TEXT EXTRACT:

--- begin ---

Suppose we have another system B which is equally likely to be in any of 4 possible states [B1..B4]. B's Shannon entropy would be 2 bits, log2(4), the logarithm base 2 of the volume of the state space. In general, to distinguish between 2N equally probable states requires N bits of information, so a system that might be in any of 2N equally probable states has N bits of entropy.
What is the entropy of the combined system A+B?
One reply would be that the combined system can be in any of 32 states {A1+B1, A1+B2, A1+B3, A1+B4, A2+B1, ..., A8+B4}, and so AB has 5 bits of entropy; or more simply that H(AB) = H(A) + H(B). But this is not generally true. Suppose that we don't know which of 8 states A occupies, and we don't know which of 4 states B occupies, but we know that A and B have the same parity – if A is an odd state, B is in an odd state; if A is in an even state, B is in an even state. The set of possible states for the combined system AB is {A1+B1, A1+B3, A2+B2, A2+B4, A3+B1, ..., A8+B2, A8+B4}, or 16 total possible states. Thus the combined system AB has 4 bits of entropy, and it takes 4 bits of information to exactly specify the state of the combined system; H(AB) = 4.
By learning the exact state of A, we constrain B down to two possible choices, {B2, B4} if A is even, {B1, B3} if A is odd. This reduces the entropy of B (the information we do not yet know about B) from 2 bits to 1 bit, since the volume of possible states B could be in has been reduced from 4 states to 2 states. Similarly, learning the exact state of B reduces the possible state volume of A from 8 states to 4 states, reducing A's entropy from 3 bits to 2 bits.

--- end ---

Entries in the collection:
--- begin ---

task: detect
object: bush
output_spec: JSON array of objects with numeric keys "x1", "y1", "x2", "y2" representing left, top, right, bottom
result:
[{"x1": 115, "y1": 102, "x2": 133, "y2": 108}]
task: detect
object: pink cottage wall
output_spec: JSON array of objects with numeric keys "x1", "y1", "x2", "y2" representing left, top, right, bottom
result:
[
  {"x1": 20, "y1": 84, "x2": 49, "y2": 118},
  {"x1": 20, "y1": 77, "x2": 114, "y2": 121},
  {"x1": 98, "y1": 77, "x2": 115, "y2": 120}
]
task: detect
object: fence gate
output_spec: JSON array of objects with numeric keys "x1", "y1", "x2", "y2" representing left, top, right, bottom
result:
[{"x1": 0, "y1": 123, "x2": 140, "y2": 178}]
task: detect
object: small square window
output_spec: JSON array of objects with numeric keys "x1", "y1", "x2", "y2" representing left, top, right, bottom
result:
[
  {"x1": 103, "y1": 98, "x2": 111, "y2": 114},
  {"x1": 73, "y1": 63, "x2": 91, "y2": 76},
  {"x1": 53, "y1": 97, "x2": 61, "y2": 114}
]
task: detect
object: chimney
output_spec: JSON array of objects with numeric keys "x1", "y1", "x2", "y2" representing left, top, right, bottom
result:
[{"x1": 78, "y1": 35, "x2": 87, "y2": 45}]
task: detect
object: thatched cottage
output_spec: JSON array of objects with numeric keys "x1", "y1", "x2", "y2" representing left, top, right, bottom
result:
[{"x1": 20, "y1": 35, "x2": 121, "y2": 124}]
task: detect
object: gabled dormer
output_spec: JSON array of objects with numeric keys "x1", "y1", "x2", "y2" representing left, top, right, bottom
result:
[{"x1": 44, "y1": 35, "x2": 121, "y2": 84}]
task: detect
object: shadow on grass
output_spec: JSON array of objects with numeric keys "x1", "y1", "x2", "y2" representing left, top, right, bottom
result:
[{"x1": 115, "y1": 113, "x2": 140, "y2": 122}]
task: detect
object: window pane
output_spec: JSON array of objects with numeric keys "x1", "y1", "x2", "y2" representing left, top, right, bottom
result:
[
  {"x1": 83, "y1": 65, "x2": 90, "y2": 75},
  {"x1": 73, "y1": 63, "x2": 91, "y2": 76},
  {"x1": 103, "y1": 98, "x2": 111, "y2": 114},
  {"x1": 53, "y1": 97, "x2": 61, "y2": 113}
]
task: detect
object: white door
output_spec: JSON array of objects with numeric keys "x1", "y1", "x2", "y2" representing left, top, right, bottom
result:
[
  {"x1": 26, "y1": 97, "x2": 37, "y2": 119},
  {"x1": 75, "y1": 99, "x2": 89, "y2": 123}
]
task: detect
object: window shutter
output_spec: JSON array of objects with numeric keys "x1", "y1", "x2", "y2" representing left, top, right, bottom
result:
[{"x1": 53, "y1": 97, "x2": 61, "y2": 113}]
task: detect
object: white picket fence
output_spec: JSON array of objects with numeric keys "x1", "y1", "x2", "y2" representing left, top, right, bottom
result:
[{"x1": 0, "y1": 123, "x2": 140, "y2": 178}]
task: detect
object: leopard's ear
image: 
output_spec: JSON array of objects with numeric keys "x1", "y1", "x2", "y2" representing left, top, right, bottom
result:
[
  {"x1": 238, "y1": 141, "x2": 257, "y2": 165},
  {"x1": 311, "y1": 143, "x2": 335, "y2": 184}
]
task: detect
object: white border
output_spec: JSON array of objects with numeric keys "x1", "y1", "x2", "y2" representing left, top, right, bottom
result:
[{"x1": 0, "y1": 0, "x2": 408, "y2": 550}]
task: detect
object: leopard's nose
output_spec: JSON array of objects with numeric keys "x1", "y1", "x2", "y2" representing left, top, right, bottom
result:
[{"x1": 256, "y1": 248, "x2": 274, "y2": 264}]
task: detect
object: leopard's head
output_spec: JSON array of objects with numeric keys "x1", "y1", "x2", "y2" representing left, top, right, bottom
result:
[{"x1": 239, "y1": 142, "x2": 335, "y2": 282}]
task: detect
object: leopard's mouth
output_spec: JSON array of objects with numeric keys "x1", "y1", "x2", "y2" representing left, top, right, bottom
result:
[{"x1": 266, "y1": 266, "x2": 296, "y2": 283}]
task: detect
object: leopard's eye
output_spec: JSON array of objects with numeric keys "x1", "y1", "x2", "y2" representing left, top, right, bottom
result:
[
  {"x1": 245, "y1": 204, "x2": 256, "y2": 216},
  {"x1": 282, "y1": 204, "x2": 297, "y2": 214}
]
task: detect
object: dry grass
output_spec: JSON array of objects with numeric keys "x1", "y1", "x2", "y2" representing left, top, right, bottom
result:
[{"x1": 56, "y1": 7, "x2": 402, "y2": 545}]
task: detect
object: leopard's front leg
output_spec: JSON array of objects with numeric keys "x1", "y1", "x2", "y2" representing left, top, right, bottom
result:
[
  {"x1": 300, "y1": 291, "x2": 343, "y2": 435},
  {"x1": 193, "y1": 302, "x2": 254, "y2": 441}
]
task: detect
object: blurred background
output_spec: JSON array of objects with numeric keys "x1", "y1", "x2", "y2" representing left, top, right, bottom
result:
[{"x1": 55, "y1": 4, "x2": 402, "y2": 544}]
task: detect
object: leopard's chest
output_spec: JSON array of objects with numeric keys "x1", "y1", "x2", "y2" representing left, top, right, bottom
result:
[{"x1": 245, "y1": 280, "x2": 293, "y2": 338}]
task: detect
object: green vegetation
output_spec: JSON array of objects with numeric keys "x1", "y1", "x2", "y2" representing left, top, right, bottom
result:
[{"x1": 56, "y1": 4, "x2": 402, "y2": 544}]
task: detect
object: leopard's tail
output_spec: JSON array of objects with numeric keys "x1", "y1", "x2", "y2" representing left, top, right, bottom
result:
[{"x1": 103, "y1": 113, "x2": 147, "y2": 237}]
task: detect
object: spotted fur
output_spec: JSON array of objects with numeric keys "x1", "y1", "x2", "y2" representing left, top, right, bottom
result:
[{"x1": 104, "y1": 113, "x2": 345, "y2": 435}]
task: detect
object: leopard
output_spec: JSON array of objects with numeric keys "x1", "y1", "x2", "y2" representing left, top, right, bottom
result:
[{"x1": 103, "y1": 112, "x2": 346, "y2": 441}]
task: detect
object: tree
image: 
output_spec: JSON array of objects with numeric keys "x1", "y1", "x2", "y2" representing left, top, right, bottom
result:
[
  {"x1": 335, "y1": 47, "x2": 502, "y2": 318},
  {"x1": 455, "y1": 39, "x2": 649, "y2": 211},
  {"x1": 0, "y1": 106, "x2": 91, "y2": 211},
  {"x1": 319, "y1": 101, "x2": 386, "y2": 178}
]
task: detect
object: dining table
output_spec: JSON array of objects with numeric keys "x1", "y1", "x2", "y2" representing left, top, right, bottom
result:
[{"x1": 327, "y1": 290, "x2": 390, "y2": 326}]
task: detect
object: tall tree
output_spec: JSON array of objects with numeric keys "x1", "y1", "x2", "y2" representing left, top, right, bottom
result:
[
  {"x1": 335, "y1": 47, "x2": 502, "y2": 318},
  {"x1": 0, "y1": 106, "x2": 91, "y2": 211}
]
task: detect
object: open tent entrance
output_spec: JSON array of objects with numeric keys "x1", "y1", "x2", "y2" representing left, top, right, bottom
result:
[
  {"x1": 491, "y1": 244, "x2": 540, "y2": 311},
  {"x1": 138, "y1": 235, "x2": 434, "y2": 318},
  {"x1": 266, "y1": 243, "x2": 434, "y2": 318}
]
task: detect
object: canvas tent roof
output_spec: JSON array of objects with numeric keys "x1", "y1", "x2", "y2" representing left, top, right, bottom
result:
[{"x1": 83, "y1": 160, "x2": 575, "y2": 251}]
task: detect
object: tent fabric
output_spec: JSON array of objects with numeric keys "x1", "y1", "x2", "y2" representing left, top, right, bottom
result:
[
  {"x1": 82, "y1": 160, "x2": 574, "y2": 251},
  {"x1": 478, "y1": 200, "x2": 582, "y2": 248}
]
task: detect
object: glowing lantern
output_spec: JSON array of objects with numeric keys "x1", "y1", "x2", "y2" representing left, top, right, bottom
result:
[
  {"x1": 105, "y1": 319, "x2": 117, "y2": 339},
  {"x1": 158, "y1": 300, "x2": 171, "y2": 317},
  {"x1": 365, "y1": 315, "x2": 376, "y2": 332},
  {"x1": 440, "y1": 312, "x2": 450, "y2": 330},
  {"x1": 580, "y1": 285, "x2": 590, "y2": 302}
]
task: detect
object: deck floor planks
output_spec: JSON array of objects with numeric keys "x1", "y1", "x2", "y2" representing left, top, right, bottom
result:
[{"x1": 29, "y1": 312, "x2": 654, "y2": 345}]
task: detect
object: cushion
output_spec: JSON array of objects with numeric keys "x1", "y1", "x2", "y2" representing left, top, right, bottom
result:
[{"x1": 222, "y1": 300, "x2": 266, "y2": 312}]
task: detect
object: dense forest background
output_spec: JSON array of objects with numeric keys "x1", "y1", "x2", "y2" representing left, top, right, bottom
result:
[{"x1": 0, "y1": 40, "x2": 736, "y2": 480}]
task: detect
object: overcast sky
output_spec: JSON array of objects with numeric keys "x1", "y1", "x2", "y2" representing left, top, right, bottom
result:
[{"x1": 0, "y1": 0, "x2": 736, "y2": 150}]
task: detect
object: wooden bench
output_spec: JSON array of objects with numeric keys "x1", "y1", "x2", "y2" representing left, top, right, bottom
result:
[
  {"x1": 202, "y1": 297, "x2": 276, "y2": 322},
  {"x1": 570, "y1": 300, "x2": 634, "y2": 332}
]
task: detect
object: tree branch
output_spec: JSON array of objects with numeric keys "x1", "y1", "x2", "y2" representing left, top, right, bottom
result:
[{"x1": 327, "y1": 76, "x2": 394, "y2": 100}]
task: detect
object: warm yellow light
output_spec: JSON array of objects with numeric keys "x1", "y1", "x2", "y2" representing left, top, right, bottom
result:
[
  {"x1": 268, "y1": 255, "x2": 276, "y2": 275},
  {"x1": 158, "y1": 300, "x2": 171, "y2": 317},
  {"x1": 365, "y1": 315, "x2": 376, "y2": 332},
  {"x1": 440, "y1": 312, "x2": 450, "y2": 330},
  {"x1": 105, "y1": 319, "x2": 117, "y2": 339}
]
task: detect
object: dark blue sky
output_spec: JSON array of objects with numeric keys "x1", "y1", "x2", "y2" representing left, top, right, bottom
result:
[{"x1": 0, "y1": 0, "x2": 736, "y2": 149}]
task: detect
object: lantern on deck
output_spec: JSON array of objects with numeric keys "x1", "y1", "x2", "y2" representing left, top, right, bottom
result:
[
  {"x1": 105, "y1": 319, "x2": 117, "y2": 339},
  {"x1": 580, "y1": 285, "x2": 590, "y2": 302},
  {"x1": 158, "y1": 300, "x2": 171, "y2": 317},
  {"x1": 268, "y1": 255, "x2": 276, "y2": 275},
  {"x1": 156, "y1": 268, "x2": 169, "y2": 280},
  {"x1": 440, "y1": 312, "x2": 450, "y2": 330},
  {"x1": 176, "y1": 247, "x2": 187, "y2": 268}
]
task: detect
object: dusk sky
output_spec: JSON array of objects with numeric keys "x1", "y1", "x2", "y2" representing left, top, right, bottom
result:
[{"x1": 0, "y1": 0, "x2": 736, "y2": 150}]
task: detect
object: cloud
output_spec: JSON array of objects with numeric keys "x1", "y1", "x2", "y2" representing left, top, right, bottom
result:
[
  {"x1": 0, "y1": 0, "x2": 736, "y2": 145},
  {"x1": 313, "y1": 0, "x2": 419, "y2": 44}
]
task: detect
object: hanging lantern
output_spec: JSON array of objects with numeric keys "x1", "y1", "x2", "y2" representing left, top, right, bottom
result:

--- end ---

PROBLEMS TO WORK ON:
[1] For the text on entropy, decide whether each statement below agrees with it: (a) with the parity constraint, the combined system AB has 16 possible states; (b) learning the exact state of A lowers the entropy of B from 2 bits to 1 bit; (c) learning the exact state of B lowers the entropy of A from 3 bits to 1 bit. Answer yes or no for each and quote the words of the text that settle it.
[2] Please write a continuation of the text on entropy, starting after its final sentence.

OUTPUTS IN ORDER:
[1]
(a) Yes: "or 16 total possible states"
(b) Yes: "This reduces the entropy of B (the information we do not yet know about B) from 2 bits to 1 bit"
(c) No: "reducing A's entropy from 3 bits to 2 bits"

[2]
The Shannon mutual information between A and B, I(A, B), is therefore one bit:
- I(A, B) = H(A) + H(B) - H(AB)
- 1 = 3 + 2 - 4
We can also write that the combined entropy equals the sum of the independent entropies minus the mutual information:
- H(AB) = H(A) + H(B) - I(A, B)
- 4 = 3 + 2 - 1
Suppose system C has four possible states {C1, C2, C3, C4} with probabilities:
C1: 1/2 (50%) C2: 1/4 (25%) C3: 1/8 (12.5%) C4: 1/8 (12.5%)
The Shannon entropy for C would be 1.75 bits, found by summing -P(c)log(P(c)) for all states c:
C1: 1/2 (50%) -P(c)*log(P(c)) = -1/2 * log(1/2) = -1/2 * -1 = 1/2 C2: 1/4 (25%) -P(c)*log(P(c)) = -1/4 * log(1/4) = -1/4 * -2 = 1/2 C3: 1/8 (12.5%) -P(c)*log(P(c)) = -1/8 * log(1/8) = -1/8 * -3 = 3/8 C4: 1/8 (12.5%) -P(c)*log(P(c)) = -1/8 * log(1/8) = -1/8 * -3 = 3/8
Total entropy: 1.75 bits
C has 1.75 bits of entropy? What does that mean? It means that, on average, it would take one and three-fourths bits to tell you the exact state of C. How does one signal using three-fourths of a bit? By writing three-fourths of a one or zero? Suppose I were to signal the state of C using this code:
C1: 1 (1 bit, 1/2 of the time) C2: 01 (2 bits, 1/4 of the time) C3: 001 (3 bits, 1/8 of the time) C4: 000 (3 bits, 1/8 of the time)
This alphabet is unambiguous; if you know where the message starts, you can always tell where each symbol begins and ends. For example, 10111001011 decodes unambiguously to C1, C2, C1, C1, C3, C2, C1. Suppose there's a message composed of a string of symbols from C, with the frequencies stated before. Using the above code, on average I can communicate each symbol using 1.75 bits; 1 bit half the time, 2 bits a quarter of the time, and 3 bits a quarter of the time. Since the average signal information is exactly equal to the Shannon entropy computed before, this is a maximally efficient code.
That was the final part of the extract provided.